キャプテンが初めて語った思いと苦しみ
宮城県の私立・仙台育英高校サッカー部のいじめ問題で、3年生のキャプテンが初めて取材に応じました。
連帯責任の中で寄り添えなかった後悔。そして、決勝に出場するか、辞退するか、重大な判断が部員たちに“丸投げ”されていた可能性。
学校の説明が不十分なまま、生徒たちがいまも苦しみ続けている実態が見えてきました。
連帯責任の圧力と寄り添えなかった後悔
取材に応じたのは、仙台育英高校サッカー部の3年生のキャプテンです。
約150人の部員たちの思いを伝えたいと、初めてカメラの前で語りました。
仙台育英高校サッカー部3年生 キャプテン
「被害を受けた生徒が勇気を出して、(前回)仙台放送の取材に応じて、自分の思いを伝えてくれました。
その姿を受けて私たちもこの問題についての考えや気持ちというのをきちんと伝えるべきだと思いました。
家族をはじめ、これまで関わってくださった多くの方々、仙台育英サッカー部を応援してくださっている方々が心配してくれている中で、私たちの思いを言葉にする必要があると考え、今回の取材を受けました」
キャプテンと生徒は普段、練習で一緒になる機会は少なかったといいます。
それでもキャプテンは、「止められなかった」「寄り添えなかった」という後悔を語ります。
仙台育英高校サッカー部3年生 キャプテン
「当時、連帯責任を伴う罰則や、指導者・先輩から厳しい圧力がある中で、同級生として彼にもっと寄り添うことができなかったのではないかという後悔が残っています。何か問題が起きれば連帯責任になるという空気の中で、生徒同士でも厳しい言葉をぶつけ合うような雰囲気があって、その雰囲気自体を少しでも変えられたのではないかと思って、反省しています」

# 記録一覧
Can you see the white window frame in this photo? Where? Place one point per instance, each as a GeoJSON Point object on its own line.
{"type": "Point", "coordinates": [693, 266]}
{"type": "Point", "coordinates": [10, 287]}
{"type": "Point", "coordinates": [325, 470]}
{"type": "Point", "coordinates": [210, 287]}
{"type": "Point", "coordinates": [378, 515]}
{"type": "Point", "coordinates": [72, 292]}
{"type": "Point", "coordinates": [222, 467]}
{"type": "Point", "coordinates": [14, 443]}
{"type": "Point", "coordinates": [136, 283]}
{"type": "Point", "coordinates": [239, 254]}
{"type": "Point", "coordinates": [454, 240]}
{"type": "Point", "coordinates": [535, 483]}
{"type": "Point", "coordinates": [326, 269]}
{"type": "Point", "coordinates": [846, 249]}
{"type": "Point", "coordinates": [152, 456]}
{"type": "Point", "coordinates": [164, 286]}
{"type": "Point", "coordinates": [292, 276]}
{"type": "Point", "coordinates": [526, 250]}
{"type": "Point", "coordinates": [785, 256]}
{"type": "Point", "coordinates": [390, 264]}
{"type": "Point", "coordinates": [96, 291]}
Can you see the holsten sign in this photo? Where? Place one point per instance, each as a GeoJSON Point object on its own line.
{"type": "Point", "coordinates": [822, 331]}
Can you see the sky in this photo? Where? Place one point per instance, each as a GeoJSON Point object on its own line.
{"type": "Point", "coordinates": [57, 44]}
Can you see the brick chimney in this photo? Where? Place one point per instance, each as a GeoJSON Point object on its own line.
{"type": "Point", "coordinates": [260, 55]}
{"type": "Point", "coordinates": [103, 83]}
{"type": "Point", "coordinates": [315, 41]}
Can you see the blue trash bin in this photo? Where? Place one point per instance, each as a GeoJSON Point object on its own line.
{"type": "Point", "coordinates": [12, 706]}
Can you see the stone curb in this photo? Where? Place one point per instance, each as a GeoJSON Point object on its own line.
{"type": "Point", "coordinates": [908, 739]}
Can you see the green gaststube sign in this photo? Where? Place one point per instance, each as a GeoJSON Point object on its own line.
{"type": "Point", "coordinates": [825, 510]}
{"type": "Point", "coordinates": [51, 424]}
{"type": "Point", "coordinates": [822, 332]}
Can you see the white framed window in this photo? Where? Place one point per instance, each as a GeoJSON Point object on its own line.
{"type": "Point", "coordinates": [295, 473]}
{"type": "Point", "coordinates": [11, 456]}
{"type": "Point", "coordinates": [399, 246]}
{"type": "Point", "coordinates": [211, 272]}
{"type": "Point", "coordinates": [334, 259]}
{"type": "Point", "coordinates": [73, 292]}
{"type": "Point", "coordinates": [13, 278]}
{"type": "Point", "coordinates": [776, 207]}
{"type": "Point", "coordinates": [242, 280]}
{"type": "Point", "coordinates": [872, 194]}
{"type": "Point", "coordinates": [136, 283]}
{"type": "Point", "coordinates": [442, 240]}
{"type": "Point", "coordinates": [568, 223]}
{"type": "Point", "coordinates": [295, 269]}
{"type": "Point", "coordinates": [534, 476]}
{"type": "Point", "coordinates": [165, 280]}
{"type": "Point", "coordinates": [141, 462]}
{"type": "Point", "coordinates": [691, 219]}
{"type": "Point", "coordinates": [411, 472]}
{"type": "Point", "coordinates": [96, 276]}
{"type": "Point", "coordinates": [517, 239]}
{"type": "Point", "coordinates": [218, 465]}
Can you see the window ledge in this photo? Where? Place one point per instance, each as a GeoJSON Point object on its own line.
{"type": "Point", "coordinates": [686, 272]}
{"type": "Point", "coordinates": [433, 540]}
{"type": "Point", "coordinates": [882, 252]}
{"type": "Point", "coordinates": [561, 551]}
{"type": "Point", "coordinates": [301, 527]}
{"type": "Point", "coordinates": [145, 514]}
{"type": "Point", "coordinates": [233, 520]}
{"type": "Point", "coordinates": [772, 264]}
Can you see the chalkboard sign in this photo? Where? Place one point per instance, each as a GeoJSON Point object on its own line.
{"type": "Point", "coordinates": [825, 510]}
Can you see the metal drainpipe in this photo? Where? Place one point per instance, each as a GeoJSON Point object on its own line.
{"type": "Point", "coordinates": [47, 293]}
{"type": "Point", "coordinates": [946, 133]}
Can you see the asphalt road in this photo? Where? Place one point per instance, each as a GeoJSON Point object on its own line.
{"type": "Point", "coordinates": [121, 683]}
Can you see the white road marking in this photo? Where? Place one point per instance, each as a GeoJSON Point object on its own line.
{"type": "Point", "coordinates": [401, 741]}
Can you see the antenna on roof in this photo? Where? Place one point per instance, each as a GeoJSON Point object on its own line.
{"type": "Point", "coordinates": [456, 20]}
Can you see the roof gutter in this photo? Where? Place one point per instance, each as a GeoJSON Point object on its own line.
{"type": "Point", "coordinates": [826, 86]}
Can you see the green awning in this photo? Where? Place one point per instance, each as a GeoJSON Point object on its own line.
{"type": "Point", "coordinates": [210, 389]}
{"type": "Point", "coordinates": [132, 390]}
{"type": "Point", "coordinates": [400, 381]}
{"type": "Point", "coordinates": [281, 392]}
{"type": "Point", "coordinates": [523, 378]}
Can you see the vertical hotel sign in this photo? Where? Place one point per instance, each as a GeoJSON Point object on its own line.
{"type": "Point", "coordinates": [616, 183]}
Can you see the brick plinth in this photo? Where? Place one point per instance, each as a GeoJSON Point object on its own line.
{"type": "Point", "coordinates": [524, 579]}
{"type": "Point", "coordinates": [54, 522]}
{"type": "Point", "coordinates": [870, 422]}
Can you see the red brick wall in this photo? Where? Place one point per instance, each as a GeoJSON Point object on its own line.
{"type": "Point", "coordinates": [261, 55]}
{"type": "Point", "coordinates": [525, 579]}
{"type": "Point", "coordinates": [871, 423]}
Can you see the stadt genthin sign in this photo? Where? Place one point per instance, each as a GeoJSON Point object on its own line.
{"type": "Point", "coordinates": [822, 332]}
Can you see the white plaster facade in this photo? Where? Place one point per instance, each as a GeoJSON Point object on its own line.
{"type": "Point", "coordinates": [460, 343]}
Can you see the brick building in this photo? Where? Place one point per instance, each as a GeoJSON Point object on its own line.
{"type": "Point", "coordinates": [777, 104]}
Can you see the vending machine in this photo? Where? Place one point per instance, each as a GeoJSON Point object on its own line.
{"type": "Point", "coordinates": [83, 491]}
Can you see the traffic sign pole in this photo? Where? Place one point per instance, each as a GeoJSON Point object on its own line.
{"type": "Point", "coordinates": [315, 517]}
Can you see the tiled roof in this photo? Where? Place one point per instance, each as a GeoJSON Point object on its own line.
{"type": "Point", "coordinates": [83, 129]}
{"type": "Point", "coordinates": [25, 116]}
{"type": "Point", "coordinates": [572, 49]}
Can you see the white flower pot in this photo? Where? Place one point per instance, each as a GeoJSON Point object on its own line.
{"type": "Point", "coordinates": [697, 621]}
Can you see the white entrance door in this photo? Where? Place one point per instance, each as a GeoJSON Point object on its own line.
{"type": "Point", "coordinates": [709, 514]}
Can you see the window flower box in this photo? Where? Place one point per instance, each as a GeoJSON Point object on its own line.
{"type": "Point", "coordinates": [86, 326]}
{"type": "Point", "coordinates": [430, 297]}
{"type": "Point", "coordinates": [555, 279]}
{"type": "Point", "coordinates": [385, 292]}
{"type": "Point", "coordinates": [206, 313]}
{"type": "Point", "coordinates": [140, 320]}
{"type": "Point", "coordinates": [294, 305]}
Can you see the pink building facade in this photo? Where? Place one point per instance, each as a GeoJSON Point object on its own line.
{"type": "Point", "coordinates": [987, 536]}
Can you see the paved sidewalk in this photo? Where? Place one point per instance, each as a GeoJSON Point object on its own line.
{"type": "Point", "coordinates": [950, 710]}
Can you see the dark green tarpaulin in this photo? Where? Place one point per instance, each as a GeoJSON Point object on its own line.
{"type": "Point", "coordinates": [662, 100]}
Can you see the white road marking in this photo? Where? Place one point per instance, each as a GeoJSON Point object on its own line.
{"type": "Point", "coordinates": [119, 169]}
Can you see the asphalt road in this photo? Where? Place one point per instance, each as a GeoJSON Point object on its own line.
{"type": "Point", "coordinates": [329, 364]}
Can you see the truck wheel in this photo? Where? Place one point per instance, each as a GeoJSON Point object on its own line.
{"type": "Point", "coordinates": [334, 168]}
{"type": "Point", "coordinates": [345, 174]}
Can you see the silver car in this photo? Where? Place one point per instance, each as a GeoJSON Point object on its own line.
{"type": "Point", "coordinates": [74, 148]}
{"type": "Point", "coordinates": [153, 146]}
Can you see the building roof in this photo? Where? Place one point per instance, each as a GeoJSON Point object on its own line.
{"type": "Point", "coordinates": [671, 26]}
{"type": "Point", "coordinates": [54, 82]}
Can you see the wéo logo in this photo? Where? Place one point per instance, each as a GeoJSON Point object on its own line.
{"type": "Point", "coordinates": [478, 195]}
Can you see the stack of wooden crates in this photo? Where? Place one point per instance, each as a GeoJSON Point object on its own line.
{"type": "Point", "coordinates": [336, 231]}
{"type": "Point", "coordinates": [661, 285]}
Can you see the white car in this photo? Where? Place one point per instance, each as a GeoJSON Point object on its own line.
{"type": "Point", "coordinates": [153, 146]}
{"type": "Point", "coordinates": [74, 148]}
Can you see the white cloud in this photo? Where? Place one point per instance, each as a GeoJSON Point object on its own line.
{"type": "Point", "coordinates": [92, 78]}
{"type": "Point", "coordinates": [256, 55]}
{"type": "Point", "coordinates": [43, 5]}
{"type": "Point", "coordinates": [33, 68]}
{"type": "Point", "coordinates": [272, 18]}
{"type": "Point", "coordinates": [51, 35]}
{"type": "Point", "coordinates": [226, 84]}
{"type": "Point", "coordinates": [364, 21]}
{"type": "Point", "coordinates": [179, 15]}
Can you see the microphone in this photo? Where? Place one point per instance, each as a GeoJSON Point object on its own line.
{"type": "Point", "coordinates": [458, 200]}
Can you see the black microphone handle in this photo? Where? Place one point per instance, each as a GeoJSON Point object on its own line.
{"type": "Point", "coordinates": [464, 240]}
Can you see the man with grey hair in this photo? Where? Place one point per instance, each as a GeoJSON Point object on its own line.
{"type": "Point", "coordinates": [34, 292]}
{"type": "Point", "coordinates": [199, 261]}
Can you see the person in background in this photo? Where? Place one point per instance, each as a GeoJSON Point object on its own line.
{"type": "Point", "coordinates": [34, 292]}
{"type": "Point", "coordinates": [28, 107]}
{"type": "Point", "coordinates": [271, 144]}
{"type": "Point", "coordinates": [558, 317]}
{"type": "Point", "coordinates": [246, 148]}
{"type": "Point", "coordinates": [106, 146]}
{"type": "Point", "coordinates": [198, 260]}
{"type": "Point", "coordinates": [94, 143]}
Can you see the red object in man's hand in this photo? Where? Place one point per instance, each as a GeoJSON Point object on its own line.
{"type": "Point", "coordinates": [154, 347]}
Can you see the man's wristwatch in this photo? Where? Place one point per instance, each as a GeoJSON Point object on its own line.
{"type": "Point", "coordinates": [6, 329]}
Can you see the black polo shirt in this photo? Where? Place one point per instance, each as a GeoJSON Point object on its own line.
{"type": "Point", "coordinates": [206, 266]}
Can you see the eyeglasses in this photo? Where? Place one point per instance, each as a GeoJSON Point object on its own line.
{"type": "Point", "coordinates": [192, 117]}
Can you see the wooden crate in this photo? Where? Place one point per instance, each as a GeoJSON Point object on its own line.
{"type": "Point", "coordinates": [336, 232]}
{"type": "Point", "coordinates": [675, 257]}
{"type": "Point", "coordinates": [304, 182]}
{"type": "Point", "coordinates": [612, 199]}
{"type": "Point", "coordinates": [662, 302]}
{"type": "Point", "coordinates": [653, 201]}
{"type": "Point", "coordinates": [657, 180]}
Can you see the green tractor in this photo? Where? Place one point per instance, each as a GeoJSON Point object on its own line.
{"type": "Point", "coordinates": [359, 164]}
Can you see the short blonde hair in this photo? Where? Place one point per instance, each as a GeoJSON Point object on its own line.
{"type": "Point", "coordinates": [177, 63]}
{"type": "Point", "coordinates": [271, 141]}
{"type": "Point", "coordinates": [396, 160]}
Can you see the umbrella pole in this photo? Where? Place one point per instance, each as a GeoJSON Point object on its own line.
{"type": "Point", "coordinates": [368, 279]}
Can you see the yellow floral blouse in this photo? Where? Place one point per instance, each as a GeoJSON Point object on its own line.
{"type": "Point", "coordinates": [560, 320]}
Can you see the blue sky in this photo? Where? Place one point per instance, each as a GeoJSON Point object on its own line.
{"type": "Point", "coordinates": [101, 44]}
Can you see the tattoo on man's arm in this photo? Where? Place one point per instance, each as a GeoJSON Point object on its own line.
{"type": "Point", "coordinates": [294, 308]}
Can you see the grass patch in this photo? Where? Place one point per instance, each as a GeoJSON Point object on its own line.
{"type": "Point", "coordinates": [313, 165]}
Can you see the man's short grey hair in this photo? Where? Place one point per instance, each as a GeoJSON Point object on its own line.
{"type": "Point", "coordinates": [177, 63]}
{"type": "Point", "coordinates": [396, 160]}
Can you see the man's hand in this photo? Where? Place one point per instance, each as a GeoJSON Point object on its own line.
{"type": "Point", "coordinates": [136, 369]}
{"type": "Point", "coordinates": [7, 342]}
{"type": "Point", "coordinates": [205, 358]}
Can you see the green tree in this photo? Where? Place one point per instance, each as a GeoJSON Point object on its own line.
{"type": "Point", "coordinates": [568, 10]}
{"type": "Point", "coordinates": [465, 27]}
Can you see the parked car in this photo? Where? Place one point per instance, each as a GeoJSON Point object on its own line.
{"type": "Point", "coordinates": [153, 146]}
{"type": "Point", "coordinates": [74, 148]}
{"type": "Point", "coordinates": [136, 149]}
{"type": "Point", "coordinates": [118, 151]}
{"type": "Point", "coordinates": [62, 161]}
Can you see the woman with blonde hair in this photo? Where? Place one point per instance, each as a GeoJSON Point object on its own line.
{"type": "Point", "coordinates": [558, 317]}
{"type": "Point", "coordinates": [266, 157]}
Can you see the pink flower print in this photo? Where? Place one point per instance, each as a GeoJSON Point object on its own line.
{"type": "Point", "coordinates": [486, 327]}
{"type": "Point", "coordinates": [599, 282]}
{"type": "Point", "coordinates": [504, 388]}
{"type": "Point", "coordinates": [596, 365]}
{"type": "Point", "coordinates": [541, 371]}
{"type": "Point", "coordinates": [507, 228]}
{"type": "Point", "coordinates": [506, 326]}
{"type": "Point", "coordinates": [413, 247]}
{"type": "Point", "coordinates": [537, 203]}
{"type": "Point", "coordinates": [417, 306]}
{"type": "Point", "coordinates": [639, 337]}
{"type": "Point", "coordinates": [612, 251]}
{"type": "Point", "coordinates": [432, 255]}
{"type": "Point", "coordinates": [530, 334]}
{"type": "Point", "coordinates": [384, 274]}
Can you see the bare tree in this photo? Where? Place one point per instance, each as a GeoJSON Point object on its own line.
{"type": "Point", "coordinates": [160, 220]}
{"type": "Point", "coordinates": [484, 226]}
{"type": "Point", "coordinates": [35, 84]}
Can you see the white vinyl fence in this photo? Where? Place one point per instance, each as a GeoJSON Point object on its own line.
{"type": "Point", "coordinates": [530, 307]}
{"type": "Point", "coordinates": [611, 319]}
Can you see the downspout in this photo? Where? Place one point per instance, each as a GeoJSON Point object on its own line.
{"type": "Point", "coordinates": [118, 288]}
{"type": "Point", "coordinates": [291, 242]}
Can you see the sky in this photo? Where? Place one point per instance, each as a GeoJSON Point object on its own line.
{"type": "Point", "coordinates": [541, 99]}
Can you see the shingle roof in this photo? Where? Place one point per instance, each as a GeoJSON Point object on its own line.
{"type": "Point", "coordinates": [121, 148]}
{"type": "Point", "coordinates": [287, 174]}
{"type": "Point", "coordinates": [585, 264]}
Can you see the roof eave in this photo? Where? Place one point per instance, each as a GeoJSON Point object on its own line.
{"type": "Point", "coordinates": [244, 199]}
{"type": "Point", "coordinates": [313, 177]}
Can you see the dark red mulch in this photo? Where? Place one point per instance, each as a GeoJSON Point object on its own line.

# 取り組む課題
A - 本文抜粋の内容から、次の問いに答えてください。
(i) 取材に応じたキャプテンは何年生ですか。
(ii) キャプテンが思いを伝えたいとした部員は約何人ですか。
(iii) キャプテンと生徒が普段の練習で一緒になる機会は、どうだったとされていますか。
B - 本文抜粋のうち、「その姿を受けて私たちもこの問」で始まり「キャプテンと生徒は普段、練習で一緒になる機会は少なかったといいます。」で終わる部分を、「取材」を「インタビュー」に変えて書き直してください。

# 解答一覧
A -
(i) 3年生です。
(ii) 約150人です。
(iii) 少なかったとされています。

B -
その姿を受けて私たちもこの問題についての考えや気持ちというのをきちんと伝えるべきだと思いました。
家族をはじめ、これまで関わってくださった多くの方々、仙台育英サッカー部を応援してくださっている方々が心配してくれている中で、私たちの思いを言葉にする必要があると考え、今回のインタビューを受けました」
キャプテンと生徒は普段、練習で一緒になる機会は少なかったといいます。